— begin Record list —

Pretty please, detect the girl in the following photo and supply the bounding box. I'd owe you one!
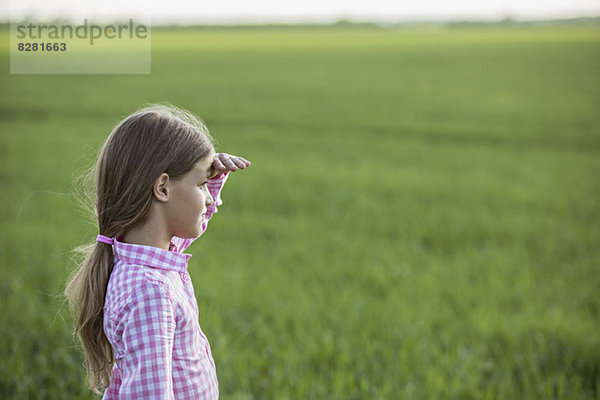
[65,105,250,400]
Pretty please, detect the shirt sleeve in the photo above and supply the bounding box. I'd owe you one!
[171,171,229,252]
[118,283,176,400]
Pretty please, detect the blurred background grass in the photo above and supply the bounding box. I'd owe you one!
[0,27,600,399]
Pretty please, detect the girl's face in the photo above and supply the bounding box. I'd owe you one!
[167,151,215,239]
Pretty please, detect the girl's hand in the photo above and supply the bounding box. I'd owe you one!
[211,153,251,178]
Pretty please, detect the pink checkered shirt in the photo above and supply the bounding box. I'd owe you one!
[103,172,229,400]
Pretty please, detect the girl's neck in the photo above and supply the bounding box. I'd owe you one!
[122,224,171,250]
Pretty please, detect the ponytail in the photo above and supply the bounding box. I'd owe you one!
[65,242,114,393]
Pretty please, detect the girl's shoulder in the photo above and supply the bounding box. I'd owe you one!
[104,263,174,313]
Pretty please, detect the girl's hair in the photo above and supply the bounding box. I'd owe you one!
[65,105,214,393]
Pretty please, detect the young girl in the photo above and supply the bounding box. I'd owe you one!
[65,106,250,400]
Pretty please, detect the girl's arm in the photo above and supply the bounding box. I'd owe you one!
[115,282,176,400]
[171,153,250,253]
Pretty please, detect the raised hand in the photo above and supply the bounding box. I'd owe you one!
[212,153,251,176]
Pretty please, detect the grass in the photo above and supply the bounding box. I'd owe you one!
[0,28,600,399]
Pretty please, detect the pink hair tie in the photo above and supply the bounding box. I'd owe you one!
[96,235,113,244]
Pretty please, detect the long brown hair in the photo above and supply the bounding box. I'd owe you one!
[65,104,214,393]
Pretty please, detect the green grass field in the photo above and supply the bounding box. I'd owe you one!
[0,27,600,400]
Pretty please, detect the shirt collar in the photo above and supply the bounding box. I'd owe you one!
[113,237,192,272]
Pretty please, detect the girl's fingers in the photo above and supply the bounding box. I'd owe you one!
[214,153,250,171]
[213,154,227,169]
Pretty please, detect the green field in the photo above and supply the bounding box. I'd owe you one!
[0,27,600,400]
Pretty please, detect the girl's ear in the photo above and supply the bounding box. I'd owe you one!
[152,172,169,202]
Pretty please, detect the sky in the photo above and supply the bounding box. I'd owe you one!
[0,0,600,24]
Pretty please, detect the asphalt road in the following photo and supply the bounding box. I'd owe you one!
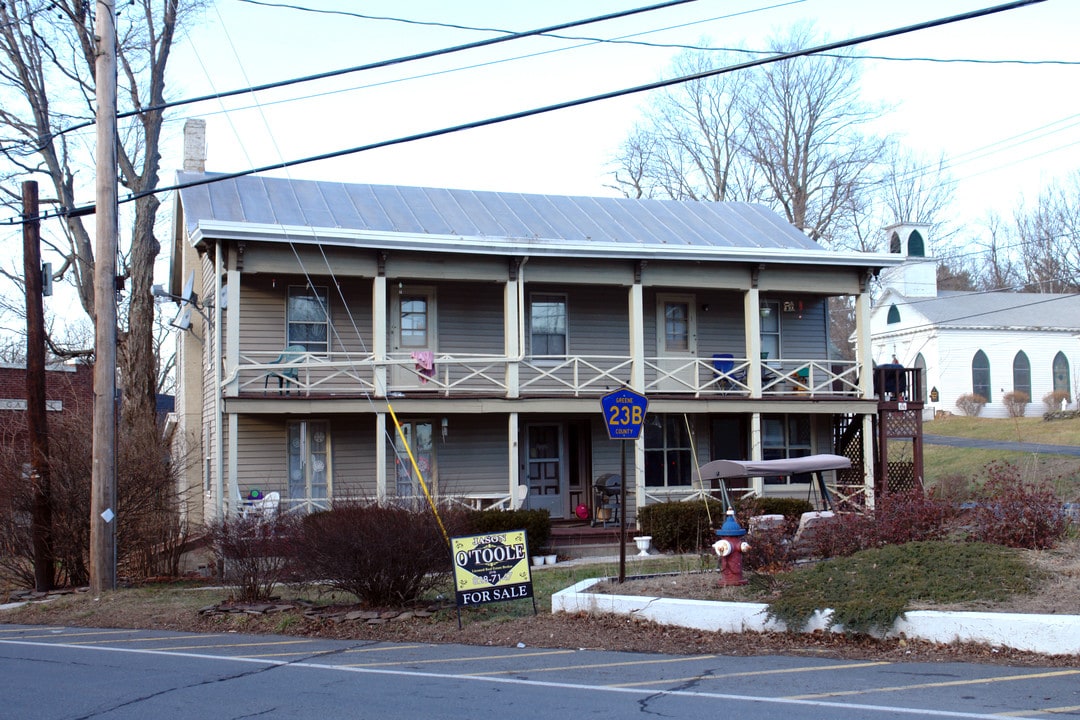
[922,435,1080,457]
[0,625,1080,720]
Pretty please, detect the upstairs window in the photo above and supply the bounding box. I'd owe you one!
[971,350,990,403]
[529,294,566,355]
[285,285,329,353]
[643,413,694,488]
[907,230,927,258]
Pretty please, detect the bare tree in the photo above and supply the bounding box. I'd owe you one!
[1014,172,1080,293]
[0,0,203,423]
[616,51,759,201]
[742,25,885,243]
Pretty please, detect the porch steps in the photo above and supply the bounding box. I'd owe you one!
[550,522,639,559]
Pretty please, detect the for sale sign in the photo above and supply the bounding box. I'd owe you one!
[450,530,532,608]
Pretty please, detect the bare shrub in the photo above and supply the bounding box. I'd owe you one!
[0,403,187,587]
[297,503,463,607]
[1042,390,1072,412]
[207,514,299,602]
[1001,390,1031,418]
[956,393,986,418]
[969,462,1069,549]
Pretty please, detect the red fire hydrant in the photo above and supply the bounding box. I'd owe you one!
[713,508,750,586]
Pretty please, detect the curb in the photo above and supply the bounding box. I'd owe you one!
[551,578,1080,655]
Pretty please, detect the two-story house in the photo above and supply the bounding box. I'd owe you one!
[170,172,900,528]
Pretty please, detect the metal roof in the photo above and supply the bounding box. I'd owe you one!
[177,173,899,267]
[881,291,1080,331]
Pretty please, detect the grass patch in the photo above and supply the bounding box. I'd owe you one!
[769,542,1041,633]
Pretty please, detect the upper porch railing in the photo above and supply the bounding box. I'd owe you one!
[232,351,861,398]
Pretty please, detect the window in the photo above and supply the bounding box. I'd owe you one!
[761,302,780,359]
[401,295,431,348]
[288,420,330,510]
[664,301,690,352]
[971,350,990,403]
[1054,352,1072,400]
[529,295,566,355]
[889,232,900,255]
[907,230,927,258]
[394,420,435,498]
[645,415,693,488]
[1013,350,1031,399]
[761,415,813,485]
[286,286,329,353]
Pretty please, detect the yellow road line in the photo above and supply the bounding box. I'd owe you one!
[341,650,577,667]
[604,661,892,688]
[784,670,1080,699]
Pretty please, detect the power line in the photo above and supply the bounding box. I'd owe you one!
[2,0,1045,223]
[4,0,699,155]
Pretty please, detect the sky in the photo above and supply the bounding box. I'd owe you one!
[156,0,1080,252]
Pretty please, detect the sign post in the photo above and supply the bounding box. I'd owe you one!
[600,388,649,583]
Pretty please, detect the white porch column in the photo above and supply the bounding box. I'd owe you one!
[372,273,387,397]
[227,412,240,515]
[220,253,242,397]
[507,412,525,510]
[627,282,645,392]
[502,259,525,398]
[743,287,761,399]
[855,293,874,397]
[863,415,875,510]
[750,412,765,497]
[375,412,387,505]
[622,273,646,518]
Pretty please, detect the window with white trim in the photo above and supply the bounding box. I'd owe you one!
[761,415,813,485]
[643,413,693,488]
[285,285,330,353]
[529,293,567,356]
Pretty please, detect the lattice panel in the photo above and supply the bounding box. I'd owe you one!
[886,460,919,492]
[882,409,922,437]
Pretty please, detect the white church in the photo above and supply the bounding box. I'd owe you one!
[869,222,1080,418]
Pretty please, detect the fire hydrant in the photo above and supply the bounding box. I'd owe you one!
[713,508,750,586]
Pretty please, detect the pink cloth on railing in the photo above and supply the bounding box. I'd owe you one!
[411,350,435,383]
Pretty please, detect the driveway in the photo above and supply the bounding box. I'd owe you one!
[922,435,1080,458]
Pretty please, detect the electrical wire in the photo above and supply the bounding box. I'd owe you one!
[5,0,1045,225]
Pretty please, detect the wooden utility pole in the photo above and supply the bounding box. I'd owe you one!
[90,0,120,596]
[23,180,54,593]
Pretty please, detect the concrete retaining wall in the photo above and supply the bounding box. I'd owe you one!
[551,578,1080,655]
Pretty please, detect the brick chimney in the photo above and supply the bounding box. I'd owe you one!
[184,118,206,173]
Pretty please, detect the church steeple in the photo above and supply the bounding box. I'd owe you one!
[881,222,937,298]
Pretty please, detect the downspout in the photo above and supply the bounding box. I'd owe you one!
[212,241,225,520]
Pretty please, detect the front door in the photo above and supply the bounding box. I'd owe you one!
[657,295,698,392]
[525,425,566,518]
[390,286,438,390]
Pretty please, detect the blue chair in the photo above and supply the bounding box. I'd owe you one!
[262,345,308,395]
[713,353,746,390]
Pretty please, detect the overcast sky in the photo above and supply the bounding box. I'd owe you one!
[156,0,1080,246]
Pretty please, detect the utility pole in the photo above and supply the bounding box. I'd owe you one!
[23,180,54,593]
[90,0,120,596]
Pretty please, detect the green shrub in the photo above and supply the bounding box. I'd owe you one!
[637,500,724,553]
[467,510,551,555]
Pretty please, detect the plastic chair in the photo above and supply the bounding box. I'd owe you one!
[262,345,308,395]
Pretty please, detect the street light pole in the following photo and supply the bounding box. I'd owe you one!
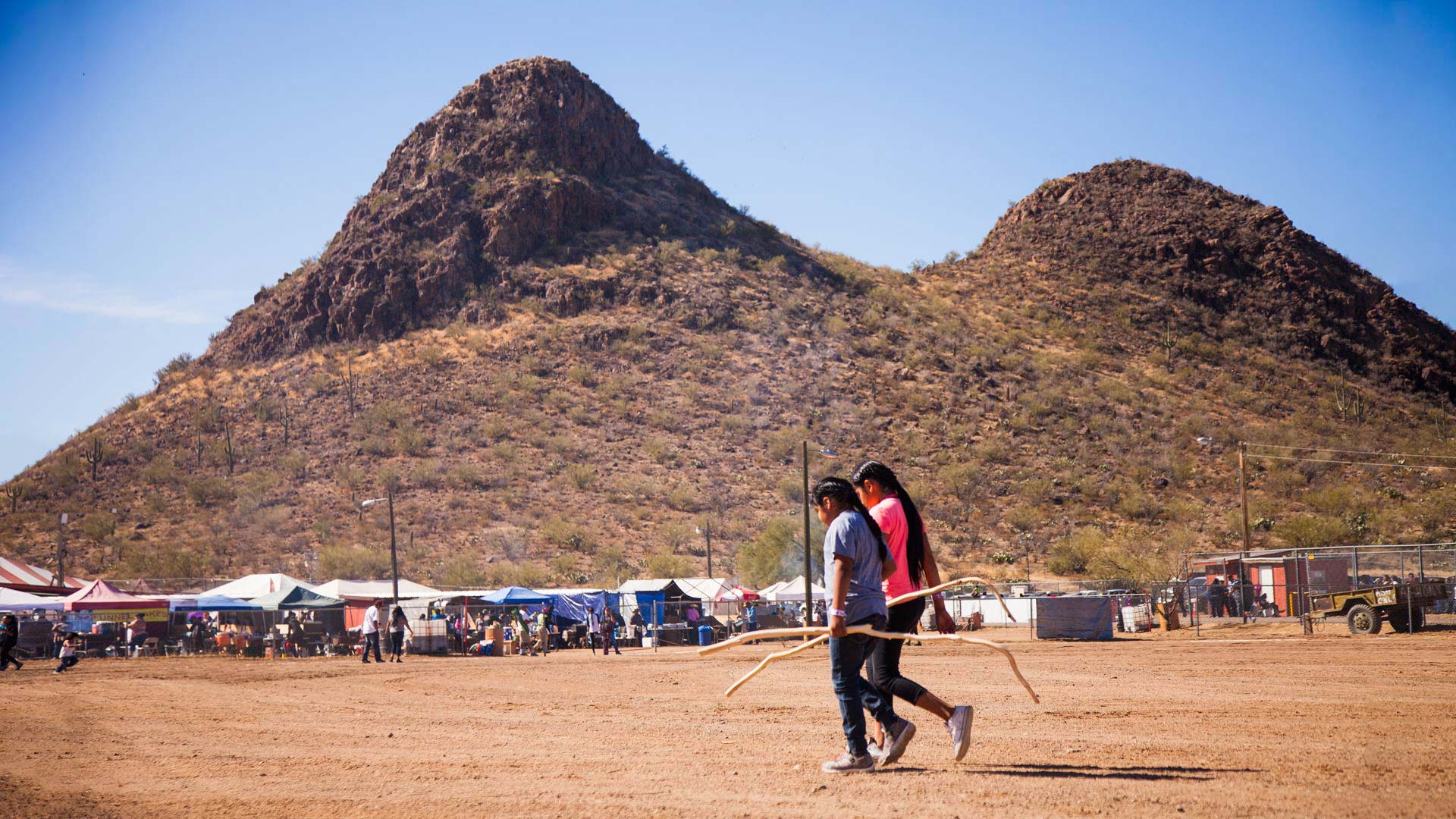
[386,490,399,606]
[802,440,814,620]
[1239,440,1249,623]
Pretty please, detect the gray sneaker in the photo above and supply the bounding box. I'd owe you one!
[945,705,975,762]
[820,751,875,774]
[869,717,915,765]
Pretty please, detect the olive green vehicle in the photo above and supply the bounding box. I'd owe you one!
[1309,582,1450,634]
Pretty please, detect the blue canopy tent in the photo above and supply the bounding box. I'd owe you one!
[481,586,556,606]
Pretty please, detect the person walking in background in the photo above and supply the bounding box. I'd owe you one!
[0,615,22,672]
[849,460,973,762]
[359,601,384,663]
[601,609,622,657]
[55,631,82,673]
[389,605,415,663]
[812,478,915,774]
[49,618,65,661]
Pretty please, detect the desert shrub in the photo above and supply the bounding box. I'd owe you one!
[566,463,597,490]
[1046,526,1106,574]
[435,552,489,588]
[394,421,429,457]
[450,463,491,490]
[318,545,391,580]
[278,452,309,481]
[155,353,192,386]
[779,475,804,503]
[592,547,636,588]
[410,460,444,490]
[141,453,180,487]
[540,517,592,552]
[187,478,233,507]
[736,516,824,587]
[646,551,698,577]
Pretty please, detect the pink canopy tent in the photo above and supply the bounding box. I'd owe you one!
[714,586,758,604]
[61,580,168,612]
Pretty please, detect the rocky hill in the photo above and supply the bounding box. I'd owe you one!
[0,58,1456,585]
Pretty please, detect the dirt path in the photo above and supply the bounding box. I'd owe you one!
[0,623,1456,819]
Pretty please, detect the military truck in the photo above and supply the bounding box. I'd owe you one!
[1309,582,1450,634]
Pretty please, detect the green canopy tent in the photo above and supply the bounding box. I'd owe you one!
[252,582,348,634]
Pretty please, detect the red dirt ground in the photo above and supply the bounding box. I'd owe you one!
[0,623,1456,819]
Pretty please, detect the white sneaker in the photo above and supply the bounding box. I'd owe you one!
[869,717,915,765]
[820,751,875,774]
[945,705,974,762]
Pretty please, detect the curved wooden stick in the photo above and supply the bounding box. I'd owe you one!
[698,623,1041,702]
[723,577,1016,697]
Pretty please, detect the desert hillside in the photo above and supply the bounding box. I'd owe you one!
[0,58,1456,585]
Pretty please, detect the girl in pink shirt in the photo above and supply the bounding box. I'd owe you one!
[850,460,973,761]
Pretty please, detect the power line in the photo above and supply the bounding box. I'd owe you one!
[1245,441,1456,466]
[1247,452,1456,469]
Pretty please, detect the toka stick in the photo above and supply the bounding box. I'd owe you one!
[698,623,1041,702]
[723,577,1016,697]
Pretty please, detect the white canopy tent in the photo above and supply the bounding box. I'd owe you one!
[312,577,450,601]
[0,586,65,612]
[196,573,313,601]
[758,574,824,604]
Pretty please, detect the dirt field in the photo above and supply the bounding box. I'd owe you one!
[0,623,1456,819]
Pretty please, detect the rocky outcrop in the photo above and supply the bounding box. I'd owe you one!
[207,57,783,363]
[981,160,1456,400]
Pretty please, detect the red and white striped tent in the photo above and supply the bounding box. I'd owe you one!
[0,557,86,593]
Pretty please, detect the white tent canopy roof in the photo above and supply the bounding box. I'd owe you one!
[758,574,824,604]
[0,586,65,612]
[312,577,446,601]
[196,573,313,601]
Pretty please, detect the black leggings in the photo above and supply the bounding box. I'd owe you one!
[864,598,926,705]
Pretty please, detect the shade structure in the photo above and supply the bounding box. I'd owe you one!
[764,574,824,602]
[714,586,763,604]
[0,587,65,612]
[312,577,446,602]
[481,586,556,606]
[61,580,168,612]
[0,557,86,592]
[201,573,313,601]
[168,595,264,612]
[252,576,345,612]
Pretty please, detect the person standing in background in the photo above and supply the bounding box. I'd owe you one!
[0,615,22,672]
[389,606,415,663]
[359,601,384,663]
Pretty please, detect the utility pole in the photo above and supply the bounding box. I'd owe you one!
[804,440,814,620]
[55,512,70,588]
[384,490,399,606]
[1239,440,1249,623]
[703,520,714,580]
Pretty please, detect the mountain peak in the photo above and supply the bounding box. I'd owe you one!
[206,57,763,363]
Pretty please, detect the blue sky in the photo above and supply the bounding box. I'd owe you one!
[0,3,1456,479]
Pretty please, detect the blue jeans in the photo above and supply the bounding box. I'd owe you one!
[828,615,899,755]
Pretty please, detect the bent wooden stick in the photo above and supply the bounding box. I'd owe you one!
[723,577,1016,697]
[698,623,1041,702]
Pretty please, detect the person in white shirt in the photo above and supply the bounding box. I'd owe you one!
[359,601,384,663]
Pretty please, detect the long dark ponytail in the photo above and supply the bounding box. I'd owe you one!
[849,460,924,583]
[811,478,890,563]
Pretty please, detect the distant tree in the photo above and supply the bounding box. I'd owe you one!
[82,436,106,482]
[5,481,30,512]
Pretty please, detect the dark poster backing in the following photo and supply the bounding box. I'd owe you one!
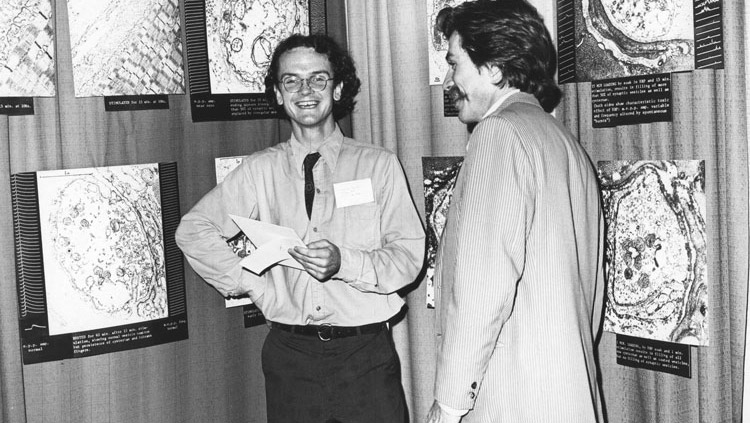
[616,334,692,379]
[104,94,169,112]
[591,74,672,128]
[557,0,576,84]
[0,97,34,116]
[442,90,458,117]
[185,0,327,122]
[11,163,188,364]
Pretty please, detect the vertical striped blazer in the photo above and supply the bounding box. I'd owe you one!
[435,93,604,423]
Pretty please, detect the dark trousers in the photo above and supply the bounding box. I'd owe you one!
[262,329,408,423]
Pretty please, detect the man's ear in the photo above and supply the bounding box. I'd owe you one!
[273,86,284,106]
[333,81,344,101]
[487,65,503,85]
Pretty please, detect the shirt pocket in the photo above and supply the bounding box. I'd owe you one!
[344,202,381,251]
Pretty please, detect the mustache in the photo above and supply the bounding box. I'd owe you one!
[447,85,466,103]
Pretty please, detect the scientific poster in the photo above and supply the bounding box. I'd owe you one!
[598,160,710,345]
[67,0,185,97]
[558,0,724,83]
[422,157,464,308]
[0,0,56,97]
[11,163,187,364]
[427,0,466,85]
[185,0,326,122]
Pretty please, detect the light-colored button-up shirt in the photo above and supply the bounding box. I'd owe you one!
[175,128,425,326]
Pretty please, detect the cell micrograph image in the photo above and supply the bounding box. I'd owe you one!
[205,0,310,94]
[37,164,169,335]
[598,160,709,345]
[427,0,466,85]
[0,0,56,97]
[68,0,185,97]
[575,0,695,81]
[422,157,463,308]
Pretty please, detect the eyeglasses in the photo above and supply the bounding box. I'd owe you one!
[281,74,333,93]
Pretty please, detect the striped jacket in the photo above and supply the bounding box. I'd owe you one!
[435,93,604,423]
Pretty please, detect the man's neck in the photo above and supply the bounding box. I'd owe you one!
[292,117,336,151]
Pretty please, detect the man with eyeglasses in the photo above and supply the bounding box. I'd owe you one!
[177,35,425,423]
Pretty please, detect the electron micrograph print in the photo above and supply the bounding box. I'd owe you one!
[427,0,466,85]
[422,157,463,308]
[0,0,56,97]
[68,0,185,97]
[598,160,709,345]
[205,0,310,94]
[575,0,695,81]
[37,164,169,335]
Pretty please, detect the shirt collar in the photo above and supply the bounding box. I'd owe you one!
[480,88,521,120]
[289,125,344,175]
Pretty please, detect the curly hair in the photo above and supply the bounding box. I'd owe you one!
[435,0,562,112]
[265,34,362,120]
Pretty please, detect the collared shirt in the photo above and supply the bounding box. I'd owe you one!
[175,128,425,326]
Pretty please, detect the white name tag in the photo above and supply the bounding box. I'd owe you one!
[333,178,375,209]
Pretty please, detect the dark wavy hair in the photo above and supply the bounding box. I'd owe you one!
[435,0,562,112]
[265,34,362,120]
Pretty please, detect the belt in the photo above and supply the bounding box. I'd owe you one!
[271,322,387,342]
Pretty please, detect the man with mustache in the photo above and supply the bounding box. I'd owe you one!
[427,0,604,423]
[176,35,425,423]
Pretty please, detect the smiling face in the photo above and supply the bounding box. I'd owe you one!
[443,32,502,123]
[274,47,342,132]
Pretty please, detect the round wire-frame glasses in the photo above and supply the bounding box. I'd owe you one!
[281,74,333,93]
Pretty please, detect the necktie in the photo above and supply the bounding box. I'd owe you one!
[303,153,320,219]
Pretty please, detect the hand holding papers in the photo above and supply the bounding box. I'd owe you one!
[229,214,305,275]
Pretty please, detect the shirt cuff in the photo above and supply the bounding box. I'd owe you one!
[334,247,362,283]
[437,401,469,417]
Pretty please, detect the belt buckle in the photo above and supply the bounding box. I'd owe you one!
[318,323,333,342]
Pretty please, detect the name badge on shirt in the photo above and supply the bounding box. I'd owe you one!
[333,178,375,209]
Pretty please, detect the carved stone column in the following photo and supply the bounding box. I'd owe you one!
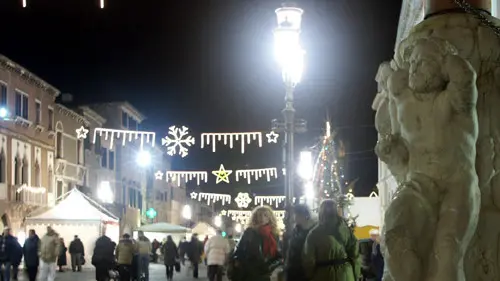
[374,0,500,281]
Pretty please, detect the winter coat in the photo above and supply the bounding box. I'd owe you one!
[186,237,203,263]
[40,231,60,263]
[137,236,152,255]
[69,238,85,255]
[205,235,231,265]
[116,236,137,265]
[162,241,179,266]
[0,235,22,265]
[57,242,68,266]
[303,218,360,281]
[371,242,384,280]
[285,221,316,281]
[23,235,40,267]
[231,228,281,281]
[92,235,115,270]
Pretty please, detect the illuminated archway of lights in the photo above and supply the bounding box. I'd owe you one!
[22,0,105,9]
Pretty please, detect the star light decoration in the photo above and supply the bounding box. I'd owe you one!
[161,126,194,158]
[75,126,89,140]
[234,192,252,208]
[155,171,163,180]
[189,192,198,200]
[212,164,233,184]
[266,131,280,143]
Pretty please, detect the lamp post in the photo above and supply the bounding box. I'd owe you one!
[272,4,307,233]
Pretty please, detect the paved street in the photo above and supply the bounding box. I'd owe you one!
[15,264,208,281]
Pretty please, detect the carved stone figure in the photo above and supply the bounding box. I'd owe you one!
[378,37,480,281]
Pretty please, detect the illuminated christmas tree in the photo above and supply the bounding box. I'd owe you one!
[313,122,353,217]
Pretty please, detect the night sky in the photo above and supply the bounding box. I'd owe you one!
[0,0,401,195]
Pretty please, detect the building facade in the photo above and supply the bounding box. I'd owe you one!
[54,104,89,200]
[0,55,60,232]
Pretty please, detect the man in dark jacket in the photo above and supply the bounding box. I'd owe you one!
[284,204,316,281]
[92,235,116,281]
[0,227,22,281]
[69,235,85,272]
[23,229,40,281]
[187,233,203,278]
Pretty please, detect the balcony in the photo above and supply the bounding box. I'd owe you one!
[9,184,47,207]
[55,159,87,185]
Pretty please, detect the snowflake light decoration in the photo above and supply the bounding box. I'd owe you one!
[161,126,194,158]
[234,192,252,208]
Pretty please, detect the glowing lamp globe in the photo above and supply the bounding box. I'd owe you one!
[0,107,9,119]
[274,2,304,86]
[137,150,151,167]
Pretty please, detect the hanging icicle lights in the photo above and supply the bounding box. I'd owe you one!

— end Record list —

- _Your objective_
Convert the lines of the items starting at the one containing "Pretty please, detect the sign" and ending at the one containing "[600,388,649,583]" into a Markdown table with the columns Row and Line. Number each row, and leave out any blank lines.

- _Task answer_
| Row | Line |
|---|---|
| 1 | Pretty please, detect the sign post in the photo above and supply the bounding box. I'd owe you one! |
| 2 | [600,388,649,583] |